## EXERCISES TO COMPLETE
a. Answer these questions using the forum post on antibiotic treatment of anemones, giving each answer on its own line with the same mark:
(i) What do all living things have, according to the post?
(ii) What is essential for the survival of many anemones when they are first imported?
(iii) What does long-term survival of these animals depend on?
b. For each statement, say whether it agrees with the forum post on antibiotic treatment of anemones. Answer yes or no and quote the words from the post that decide it.
(i) The writer has had to treat anemones with antibiotics well after the first few weeks.
(ii) A stress-free environment during transport is possible only at a very high cost.
(iii) The writer says the goal of the post is to convince the reader.
c. List every human infection named in the forum post on antibiotic treatment of anemones.

## GIVEN TEXT
Small Heavens
New member
All living things have immune system and fight/suppress infection. Just because they have immune system, it does not mean that their immune system win every time, especially given the stress associated with collection and transport across the world in a small bag of contaminated water. Stress free environment is essential but not possible in transport unless we want to pay prohibit high cost. Like I said on my treatment protocol, antibiotic is essential for the survival of many of these anemones when first import. The survival rate improved drastically when we treat these anemones with antibiotic especially when they are newly imported. I never have to treat any of my anemones with antibiotic after the first few weeks. This is very similar with us taken antibiotic for pneumonia or kidney infection or sepsis. With antibiotic, fewer of us died from these infections. Survival of these animal long term will depends on the environment that they keep in.
Small Heavens,
I am not trying to convince you of anything, but I hope at least you read the introduction of the antibiotic protocol I wrote.

Collected data:
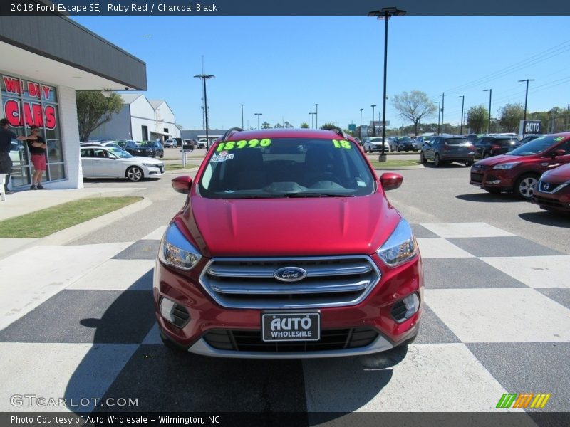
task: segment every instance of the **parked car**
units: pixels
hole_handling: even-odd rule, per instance
[[[570,212],[570,163],[542,174],[531,201],[547,211]]]
[[[428,160],[433,160],[435,166],[447,162],[457,162],[471,166],[475,152],[475,147],[465,137],[437,135],[422,147],[420,162],[425,164]]]
[[[382,137],[366,137],[364,138],[362,146],[365,153],[371,153],[375,151],[382,152]],[[383,145],[384,152],[390,152],[390,146],[388,144],[388,142],[385,142]]]
[[[418,332],[422,260],[410,224],[337,130],[230,130],[161,241],[153,296],[169,347],[225,357],[354,356]],[[308,215],[308,213],[311,213]]]
[[[162,159],[165,157],[165,147],[160,141],[141,141],[140,145],[142,147],[152,148],[153,157],[158,157]]]
[[[135,157],[114,147],[86,146],[81,148],[81,152],[84,178],[126,178],[138,181],[165,173],[162,162]]]
[[[541,137],[512,152],[483,159],[471,168],[470,184],[494,194],[512,191],[530,200],[540,176],[570,162],[570,132]]]
[[[486,159],[508,153],[520,145],[520,142],[512,137],[488,135],[475,142],[475,159]]]

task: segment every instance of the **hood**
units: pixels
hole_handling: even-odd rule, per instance
[[[180,218],[209,258],[371,254],[400,218],[381,192],[263,199],[194,194]]]

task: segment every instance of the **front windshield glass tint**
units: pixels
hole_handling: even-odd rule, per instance
[[[198,188],[211,199],[351,196],[375,181],[348,141],[275,138],[221,142]]]
[[[109,148],[109,151],[111,152],[113,154],[115,154],[118,157],[120,157],[121,159],[129,159],[133,157],[133,155],[131,155],[130,153],[128,153],[124,150],[120,149],[118,148],[115,148],[113,147]]]
[[[564,138],[554,135],[541,137],[527,142],[527,144],[521,145],[518,148],[515,148],[508,154],[510,156],[532,156],[546,151],[551,145],[558,143],[562,139],[564,139]]]

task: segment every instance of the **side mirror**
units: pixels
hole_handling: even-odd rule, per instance
[[[190,192],[192,186],[192,178],[188,176],[177,176],[172,179],[172,188],[177,193],[187,194]]]
[[[382,174],[380,177],[380,184],[385,191],[388,190],[395,190],[402,185],[402,181],[404,177],[400,174],[395,174],[394,172],[386,172]]]

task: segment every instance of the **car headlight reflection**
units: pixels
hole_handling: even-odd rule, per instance
[[[418,255],[418,243],[408,221],[402,218],[390,238],[376,251],[389,267],[395,267]]]
[[[182,270],[190,270],[202,255],[186,239],[175,224],[170,224],[160,242],[158,258],[165,264]]]

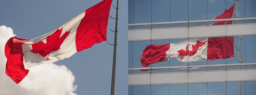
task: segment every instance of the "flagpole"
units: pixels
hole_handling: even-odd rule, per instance
[[[115,16],[115,39],[114,42],[114,54],[113,55],[113,66],[112,69],[112,79],[111,80],[111,89],[110,95],[115,95],[115,71],[117,64],[117,33],[118,24],[118,3],[119,1],[117,1],[117,12]]]

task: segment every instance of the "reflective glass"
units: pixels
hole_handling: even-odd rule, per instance
[[[186,43],[187,42],[188,44],[188,40],[187,39],[171,39],[170,40],[170,43],[172,43],[173,44],[181,44],[182,42],[184,42],[186,41]],[[188,45],[188,44],[185,44],[183,45],[182,45],[185,46],[184,46],[184,47],[182,48],[183,48],[183,49],[182,50],[184,50],[186,51],[188,51],[188,50],[186,50],[186,45]],[[174,52],[177,52],[175,51]],[[173,52],[170,53],[171,55],[172,55],[172,54],[174,54],[174,53]],[[182,58],[183,56],[181,55],[178,55],[178,57],[181,57]],[[171,57],[172,57],[171,56]],[[184,66],[184,65],[187,65],[188,63],[188,62],[183,62],[182,61],[180,61],[180,60],[179,60],[176,57],[174,56],[173,57],[170,58],[169,59],[170,60],[170,66]]]
[[[203,22],[188,23],[188,26],[205,26],[206,25],[206,22]]]
[[[128,26],[128,30],[133,29],[133,26]]]
[[[232,18],[244,18],[245,17],[245,7],[244,0],[239,0],[238,1],[238,3],[237,3],[236,0],[226,0],[227,9],[228,9],[235,3],[234,10],[234,14]],[[237,5],[238,4],[238,6]],[[238,6],[238,8],[237,6]],[[238,11],[238,12],[237,12]],[[238,14],[237,14],[238,13]],[[238,17],[237,17],[237,16]],[[235,23],[233,22],[233,23]]]
[[[245,63],[245,36],[234,37],[234,47],[235,57],[227,58],[227,64]]]
[[[207,83],[188,84],[188,95],[207,95]]]
[[[245,23],[256,23],[256,19],[250,19],[245,20]]]
[[[135,25],[133,26],[133,29],[151,28],[151,25]]]
[[[170,72],[187,72],[188,71],[188,69],[187,68],[170,68]]]
[[[133,67],[133,42],[128,42],[128,68]]]
[[[150,94],[150,85],[133,86],[133,95]]]
[[[256,1],[255,1],[256,2]],[[256,62],[256,35],[245,36],[245,62]]]
[[[187,27],[188,26],[188,23],[178,23],[170,24],[170,27]]]
[[[207,19],[207,0],[189,0],[188,20]]]
[[[188,71],[203,71],[207,70],[207,67],[199,67],[189,68]]]
[[[239,95],[238,92],[241,91],[241,95],[245,95],[245,82],[227,82],[227,95]],[[241,84],[241,85],[240,85]],[[241,87],[239,88],[239,85]]]
[[[226,64],[226,58],[234,56],[234,37],[208,38],[207,64]]]
[[[151,73],[150,69],[133,70],[133,74],[147,73]]]
[[[128,74],[133,74],[133,70],[128,70]]]
[[[207,70],[220,70],[226,69],[226,66],[208,67]]]
[[[132,95],[133,86],[128,86],[128,95]]]
[[[133,23],[151,22],[151,0],[134,0]]]
[[[256,81],[245,82],[246,95],[255,95],[256,93]]]
[[[152,44],[159,45],[169,44],[170,43],[170,40],[152,40],[151,41],[151,42]],[[168,60],[166,61],[159,62],[152,64],[151,64],[151,66],[152,67],[167,66],[169,66],[169,64],[170,60]],[[169,70],[168,72],[169,72]]]
[[[245,69],[245,65],[229,66],[227,66],[227,70],[244,69]]]
[[[152,69],[151,73],[169,72],[170,72],[170,69]]]
[[[256,65],[245,65],[245,69],[256,69]]]
[[[152,25],[152,28],[165,28],[170,27],[170,24]]]
[[[256,0],[245,0],[245,17],[255,17]]]
[[[188,84],[170,85],[170,95],[187,95]]]
[[[128,23],[133,23],[133,0],[128,0]]]
[[[151,95],[169,95],[169,85],[151,85]]]
[[[226,95],[226,82],[207,83],[208,95]]]
[[[170,21],[170,0],[152,0],[152,22]]]
[[[143,51],[146,47],[151,44],[151,41],[133,41],[133,67],[143,67],[141,62],[141,57]],[[149,67],[150,67],[150,65]]]
[[[189,65],[207,64],[207,38],[188,39],[188,64]]]
[[[187,21],[188,18],[188,1],[170,0],[170,21]]]
[[[207,19],[213,19],[224,12],[226,9],[226,1],[223,0],[208,0],[207,5]],[[226,18],[226,14],[223,16],[219,17],[220,17],[218,18],[219,19]]]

## SOLUTIONS FOR EACH TASK
a.
(i) An immune system.
(ii) Antibiotic.
(iii) The environment they are kept in.

b.
(i) No: "I never have to treat any of my anemones with antibiotic after the first few weeks."
(ii) Yes: "Stress free environment is essential but not possible in transport unless we want to pay prohibit high cost."
(iii) No: "I am not trying to convince you of anything"

c. pneumonia, kidney infection, sepsis